PROBLEM TO SOLVE: Please print nothing but the lines from the one containing "Phrase: concrete block step" to the final line below, exactly, and no pictures.
BEGIN DATASET RECORDS
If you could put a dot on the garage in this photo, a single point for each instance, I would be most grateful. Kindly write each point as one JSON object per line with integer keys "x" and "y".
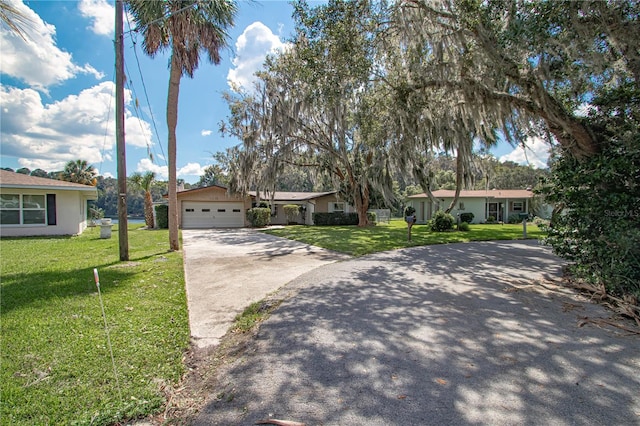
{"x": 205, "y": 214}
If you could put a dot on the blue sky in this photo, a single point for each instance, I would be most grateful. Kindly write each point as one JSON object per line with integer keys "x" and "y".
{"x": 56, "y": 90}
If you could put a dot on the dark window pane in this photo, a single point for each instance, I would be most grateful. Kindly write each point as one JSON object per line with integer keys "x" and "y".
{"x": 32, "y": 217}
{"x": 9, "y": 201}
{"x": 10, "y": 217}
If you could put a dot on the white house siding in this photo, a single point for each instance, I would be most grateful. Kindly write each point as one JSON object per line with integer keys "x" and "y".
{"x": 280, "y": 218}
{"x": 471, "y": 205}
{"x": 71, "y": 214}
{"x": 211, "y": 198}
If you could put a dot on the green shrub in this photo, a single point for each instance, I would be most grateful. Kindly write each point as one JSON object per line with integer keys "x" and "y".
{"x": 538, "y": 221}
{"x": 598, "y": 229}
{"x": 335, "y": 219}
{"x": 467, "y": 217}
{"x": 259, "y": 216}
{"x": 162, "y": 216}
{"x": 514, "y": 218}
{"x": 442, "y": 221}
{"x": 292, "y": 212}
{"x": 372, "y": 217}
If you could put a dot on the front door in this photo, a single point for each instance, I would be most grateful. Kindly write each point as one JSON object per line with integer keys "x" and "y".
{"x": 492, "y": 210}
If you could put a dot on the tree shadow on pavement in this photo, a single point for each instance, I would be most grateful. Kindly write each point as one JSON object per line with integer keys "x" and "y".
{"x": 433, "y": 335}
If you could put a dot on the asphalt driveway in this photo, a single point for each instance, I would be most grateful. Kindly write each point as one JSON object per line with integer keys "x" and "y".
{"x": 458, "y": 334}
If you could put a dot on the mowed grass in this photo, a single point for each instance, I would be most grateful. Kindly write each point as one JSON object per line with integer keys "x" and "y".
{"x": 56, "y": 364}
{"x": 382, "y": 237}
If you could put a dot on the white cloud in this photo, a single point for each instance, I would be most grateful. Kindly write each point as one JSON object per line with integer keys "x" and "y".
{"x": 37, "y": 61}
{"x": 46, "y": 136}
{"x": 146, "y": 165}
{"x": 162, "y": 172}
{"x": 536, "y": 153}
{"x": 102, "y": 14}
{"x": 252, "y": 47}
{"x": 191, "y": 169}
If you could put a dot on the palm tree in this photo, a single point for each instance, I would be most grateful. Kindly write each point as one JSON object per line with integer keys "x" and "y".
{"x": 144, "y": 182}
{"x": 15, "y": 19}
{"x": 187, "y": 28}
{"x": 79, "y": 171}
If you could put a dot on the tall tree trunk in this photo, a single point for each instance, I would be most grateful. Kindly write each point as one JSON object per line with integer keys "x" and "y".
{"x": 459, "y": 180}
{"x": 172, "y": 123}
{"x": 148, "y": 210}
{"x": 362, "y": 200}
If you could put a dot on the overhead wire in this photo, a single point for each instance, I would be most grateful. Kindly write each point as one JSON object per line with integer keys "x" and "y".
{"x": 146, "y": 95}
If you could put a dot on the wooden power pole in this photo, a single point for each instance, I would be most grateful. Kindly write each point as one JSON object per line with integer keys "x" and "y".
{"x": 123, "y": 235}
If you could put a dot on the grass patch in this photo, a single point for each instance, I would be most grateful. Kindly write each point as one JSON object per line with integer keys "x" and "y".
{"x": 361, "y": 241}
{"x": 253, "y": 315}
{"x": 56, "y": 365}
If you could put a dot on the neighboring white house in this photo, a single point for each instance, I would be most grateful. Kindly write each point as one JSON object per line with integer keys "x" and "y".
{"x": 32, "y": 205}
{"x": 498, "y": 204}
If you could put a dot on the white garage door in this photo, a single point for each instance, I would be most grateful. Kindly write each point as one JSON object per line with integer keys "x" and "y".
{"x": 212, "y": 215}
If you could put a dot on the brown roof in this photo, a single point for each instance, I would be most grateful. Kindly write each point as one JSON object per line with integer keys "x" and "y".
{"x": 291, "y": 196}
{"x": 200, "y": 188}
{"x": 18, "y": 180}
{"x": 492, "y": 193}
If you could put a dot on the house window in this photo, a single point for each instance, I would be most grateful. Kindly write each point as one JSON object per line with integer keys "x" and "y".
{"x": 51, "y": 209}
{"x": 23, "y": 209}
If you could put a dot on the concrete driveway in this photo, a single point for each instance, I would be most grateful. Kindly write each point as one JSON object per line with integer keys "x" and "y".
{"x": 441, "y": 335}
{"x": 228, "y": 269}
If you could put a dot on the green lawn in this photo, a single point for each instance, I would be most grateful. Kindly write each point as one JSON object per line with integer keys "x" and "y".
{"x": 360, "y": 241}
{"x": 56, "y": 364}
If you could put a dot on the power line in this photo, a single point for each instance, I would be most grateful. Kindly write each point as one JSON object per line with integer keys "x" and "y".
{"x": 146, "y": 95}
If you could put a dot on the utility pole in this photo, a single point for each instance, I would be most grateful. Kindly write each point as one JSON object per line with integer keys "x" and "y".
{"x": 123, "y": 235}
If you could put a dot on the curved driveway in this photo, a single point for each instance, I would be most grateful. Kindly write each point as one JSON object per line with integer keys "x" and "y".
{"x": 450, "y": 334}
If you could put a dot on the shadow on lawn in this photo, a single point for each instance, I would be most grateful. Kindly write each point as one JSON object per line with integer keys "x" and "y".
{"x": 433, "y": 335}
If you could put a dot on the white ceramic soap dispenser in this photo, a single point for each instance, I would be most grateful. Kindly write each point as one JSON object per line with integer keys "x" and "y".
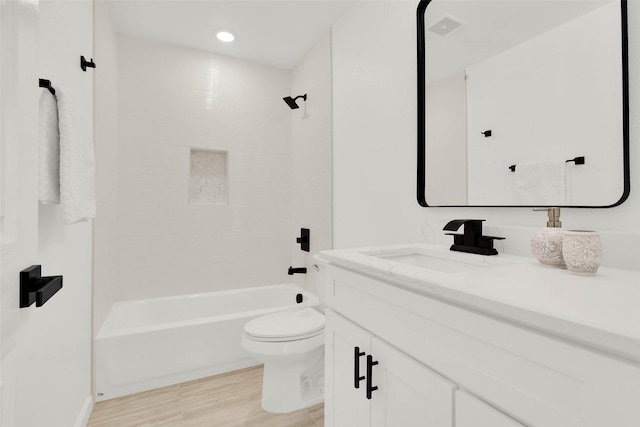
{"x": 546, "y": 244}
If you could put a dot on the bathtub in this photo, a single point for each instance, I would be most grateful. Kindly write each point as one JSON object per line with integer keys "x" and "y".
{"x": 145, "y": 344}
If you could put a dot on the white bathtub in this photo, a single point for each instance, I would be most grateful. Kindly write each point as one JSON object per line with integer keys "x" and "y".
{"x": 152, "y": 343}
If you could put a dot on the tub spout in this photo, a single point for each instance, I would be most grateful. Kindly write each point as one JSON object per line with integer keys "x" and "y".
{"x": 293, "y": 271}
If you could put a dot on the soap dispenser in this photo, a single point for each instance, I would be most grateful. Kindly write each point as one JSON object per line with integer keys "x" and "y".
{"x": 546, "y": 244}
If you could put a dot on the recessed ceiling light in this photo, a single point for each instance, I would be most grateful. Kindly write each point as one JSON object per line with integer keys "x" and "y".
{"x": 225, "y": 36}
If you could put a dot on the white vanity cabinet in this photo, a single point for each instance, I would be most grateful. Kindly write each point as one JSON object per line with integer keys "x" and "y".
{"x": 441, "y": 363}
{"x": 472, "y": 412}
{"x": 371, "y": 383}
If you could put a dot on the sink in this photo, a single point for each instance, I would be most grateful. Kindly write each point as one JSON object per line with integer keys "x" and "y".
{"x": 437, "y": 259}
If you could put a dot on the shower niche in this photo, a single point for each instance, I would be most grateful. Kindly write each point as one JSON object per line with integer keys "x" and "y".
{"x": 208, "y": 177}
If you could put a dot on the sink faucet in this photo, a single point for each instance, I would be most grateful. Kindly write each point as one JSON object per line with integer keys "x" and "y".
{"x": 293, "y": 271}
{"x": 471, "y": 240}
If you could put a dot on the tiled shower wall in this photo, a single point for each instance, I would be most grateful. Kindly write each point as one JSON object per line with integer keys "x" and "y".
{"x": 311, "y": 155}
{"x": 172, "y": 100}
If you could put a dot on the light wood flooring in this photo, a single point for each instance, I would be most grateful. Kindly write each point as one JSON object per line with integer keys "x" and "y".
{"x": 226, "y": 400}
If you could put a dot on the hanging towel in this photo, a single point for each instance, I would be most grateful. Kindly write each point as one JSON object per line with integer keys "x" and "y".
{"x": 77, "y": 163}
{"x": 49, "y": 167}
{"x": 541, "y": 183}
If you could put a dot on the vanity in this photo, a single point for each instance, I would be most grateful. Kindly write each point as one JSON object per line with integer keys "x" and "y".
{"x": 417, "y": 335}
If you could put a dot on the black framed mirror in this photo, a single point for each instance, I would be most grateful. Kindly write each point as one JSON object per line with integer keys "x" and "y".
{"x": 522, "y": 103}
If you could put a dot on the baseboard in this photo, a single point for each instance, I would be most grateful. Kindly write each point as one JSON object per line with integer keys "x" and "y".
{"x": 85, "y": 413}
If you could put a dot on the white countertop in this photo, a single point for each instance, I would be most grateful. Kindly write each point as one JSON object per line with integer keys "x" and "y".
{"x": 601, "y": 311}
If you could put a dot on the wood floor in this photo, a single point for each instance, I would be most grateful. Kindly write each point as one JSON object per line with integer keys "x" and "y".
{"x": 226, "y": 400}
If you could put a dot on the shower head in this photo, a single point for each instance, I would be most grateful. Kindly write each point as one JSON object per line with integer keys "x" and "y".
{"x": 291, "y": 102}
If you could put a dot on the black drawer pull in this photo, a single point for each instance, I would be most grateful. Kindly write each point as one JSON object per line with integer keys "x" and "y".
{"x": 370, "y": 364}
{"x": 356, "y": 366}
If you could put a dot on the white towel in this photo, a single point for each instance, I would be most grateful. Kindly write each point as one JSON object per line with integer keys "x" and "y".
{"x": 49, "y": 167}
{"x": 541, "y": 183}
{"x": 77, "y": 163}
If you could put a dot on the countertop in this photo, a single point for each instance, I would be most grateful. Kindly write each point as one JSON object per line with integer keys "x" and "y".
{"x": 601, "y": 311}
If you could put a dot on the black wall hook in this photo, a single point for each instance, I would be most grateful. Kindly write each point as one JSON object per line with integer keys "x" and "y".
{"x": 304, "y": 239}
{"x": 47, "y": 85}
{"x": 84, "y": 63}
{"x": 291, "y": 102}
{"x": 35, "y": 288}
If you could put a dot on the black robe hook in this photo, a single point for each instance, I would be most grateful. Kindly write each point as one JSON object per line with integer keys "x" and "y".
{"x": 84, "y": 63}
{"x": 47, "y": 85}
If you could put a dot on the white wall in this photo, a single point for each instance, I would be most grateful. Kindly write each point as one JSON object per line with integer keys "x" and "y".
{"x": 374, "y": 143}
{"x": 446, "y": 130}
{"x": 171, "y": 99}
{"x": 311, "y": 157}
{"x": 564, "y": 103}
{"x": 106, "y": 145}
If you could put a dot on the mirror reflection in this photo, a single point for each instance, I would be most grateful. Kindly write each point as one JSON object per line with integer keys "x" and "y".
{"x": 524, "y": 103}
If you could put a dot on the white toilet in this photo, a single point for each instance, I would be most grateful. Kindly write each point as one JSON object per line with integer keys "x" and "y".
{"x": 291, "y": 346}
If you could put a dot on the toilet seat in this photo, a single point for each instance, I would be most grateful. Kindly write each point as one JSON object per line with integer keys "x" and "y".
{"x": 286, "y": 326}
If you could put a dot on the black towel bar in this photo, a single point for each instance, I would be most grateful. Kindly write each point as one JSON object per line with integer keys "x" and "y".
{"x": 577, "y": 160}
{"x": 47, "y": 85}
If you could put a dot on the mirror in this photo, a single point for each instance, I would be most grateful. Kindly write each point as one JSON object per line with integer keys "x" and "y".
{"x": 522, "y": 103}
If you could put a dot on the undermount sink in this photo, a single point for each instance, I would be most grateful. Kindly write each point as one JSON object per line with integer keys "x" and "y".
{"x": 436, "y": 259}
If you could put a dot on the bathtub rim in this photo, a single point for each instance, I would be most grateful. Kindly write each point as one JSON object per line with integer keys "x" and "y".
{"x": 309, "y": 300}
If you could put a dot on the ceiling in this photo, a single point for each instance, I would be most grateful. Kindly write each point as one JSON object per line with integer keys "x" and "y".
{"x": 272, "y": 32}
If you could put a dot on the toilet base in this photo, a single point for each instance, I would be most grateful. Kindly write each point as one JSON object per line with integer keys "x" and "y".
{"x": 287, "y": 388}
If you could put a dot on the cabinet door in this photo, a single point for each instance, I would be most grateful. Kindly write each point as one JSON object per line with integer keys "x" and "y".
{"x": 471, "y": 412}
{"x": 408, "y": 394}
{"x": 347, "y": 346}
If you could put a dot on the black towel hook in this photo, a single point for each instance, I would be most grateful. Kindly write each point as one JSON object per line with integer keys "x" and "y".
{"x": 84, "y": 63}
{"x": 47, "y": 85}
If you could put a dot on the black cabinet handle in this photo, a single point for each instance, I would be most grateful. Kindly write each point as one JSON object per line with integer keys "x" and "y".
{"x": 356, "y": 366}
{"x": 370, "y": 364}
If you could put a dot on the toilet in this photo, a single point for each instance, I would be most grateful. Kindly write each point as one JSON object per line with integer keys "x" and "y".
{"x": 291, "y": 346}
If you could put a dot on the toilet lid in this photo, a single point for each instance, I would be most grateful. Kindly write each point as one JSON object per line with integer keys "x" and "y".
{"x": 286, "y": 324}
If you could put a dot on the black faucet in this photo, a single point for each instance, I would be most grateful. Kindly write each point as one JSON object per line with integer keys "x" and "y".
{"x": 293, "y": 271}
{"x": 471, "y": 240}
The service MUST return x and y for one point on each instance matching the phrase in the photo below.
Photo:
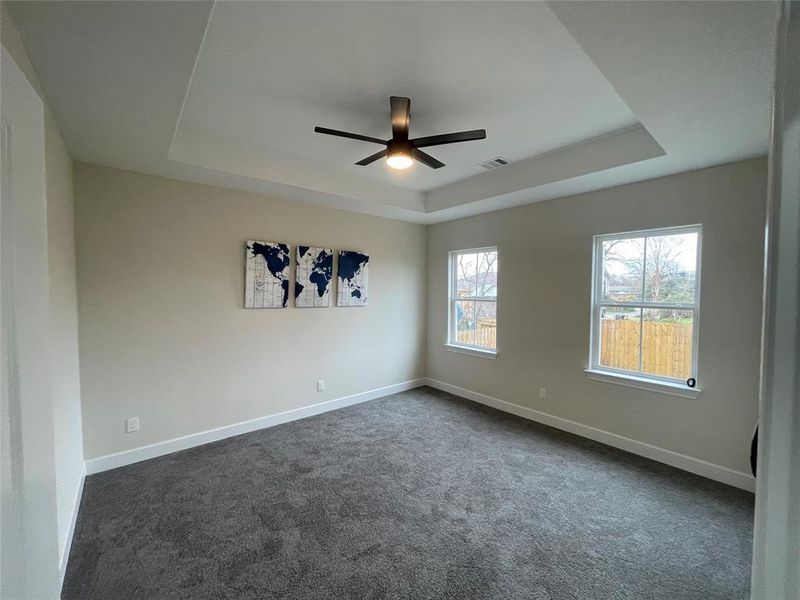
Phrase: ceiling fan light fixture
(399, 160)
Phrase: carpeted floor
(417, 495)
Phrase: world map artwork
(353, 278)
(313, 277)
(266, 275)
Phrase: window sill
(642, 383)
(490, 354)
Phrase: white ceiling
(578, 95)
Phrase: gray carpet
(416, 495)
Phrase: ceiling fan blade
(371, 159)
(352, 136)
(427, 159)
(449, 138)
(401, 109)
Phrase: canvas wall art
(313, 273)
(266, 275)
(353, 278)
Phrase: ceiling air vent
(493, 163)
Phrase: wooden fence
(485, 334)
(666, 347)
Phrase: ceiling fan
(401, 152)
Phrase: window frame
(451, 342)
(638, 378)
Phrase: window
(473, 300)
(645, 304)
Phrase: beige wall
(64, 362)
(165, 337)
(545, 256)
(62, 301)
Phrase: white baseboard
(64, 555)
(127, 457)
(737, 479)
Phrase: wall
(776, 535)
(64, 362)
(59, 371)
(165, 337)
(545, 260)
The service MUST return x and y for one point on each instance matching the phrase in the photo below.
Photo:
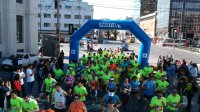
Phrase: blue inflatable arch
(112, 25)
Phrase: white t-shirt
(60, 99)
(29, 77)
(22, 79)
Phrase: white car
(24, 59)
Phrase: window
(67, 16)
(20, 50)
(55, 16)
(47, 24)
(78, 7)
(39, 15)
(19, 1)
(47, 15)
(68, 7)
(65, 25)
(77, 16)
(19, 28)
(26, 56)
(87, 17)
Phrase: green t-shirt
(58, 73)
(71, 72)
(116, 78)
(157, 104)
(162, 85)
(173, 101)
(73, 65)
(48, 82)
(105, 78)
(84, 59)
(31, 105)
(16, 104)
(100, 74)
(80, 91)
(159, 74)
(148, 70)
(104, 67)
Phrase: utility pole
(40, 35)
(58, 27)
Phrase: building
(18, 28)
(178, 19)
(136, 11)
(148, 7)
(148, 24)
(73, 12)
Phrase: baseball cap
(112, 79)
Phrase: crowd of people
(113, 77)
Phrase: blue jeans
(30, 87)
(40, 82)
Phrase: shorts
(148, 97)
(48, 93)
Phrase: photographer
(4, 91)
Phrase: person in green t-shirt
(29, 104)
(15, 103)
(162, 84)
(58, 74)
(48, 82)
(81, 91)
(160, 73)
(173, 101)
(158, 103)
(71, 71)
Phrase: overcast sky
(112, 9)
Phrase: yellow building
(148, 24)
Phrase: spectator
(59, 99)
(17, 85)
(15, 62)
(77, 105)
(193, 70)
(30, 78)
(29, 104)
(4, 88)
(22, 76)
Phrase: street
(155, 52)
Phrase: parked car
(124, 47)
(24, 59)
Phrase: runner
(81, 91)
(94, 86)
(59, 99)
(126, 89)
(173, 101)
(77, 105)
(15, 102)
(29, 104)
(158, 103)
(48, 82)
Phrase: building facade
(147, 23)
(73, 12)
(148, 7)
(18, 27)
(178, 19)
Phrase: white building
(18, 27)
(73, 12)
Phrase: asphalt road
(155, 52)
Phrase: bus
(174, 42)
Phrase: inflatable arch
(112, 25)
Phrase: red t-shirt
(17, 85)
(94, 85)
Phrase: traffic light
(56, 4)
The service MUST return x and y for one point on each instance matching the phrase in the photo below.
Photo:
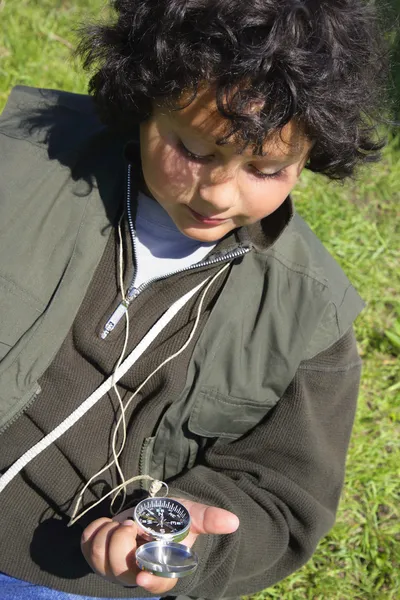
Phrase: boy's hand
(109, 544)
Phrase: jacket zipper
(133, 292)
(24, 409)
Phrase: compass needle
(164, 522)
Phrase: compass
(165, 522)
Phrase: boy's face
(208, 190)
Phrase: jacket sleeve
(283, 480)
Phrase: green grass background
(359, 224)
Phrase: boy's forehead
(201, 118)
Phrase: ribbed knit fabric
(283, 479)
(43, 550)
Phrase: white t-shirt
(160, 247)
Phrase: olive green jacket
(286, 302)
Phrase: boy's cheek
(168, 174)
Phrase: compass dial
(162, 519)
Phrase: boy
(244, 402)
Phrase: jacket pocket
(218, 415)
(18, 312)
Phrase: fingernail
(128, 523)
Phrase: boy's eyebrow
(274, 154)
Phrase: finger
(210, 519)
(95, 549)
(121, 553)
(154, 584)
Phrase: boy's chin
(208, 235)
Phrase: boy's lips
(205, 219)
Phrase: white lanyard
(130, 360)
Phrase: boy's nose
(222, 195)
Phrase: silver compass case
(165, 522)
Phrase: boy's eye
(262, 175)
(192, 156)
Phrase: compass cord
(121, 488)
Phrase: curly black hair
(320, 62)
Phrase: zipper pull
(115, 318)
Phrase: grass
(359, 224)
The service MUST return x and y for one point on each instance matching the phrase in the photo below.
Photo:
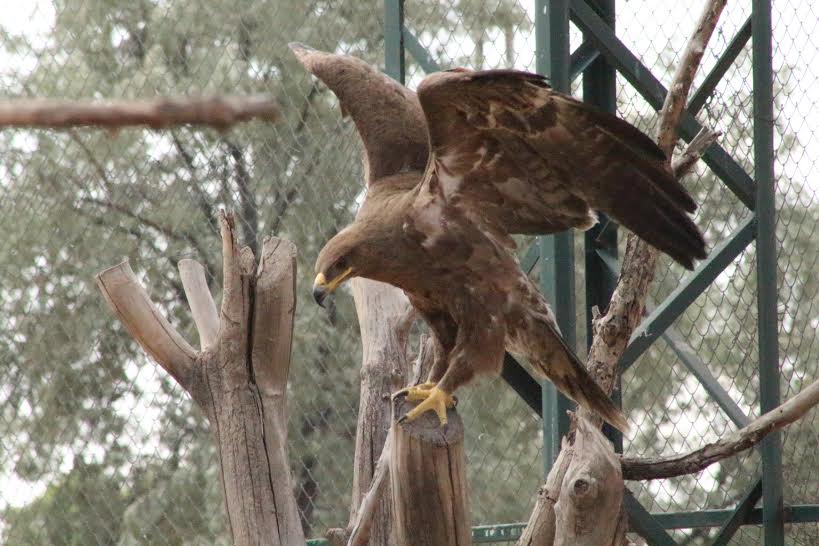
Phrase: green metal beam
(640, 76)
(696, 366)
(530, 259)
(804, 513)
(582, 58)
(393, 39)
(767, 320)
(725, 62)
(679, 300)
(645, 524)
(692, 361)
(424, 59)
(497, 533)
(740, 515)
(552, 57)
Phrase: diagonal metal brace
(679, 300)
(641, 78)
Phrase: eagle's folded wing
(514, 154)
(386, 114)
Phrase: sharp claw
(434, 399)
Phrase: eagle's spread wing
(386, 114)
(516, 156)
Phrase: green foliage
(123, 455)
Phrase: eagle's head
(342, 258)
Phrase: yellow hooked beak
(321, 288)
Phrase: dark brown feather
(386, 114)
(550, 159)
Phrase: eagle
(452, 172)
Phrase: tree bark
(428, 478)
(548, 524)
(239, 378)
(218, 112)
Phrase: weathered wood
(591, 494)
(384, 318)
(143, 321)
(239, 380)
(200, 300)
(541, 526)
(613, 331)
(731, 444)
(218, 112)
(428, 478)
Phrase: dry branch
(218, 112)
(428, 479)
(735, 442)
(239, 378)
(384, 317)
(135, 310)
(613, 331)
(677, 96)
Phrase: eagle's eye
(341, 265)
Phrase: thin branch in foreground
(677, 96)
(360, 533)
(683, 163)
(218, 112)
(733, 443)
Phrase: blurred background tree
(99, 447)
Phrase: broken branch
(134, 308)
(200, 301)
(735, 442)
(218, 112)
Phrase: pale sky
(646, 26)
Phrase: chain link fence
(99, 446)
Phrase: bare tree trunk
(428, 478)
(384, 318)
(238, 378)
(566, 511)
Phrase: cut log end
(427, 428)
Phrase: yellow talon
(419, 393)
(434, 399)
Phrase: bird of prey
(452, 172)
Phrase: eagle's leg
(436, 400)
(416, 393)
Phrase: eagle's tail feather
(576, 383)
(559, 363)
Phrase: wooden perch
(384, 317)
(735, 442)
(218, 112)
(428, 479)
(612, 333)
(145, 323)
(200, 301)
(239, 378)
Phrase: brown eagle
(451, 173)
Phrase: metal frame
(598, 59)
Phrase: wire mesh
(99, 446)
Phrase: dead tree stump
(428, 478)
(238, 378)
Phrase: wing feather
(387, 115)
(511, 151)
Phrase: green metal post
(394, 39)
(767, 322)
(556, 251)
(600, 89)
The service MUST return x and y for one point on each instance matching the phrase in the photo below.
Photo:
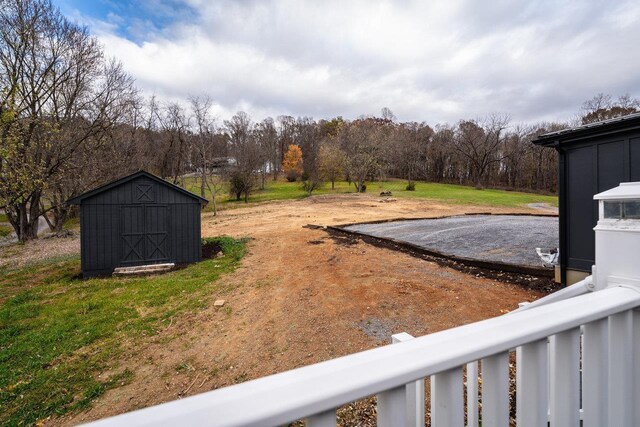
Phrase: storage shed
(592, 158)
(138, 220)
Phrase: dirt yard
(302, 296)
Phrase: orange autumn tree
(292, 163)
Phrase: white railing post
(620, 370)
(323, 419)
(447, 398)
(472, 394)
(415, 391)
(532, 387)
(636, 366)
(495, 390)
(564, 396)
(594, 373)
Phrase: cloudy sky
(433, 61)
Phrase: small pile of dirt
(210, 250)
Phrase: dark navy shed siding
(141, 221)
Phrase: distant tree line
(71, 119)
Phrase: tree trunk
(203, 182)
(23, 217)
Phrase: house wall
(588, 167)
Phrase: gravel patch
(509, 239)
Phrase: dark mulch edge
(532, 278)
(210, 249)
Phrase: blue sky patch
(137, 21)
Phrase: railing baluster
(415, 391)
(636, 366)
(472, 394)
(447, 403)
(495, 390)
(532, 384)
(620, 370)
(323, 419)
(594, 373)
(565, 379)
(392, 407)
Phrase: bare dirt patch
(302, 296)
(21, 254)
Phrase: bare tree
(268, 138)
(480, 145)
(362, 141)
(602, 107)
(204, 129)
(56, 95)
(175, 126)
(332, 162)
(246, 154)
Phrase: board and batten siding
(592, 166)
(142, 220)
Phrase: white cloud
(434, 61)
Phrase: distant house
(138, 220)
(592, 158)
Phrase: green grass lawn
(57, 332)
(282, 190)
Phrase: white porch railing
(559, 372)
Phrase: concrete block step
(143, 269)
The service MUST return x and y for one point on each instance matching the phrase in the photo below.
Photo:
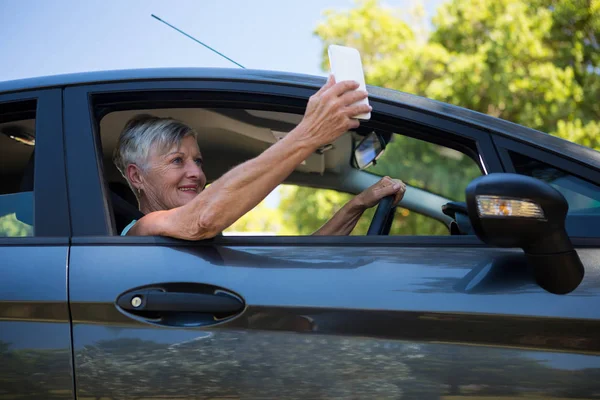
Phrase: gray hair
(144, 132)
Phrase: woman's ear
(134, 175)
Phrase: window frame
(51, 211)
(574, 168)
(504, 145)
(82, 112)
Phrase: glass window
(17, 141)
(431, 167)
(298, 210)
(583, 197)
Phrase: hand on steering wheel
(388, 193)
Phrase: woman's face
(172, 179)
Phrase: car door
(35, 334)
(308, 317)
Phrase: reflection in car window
END DATASET RECORDS
EXERCISE RESPONSE:
Phrase: concrete block step
(143, 269)
The service MUST return x and y for one point on each instance matching the phrase in the photo below.
Photo:
Phrase: gray hair
(144, 132)
Phrase: woman's ear
(134, 175)
Phrase: window frame
(51, 211)
(574, 168)
(504, 145)
(82, 112)
Phrase: glass window
(17, 141)
(431, 167)
(298, 210)
(583, 197)
Phrase: hand on steering wheel
(388, 193)
Phrase: woman's face
(172, 179)
Phrase: car door
(35, 334)
(308, 317)
Phrase: reflection in car window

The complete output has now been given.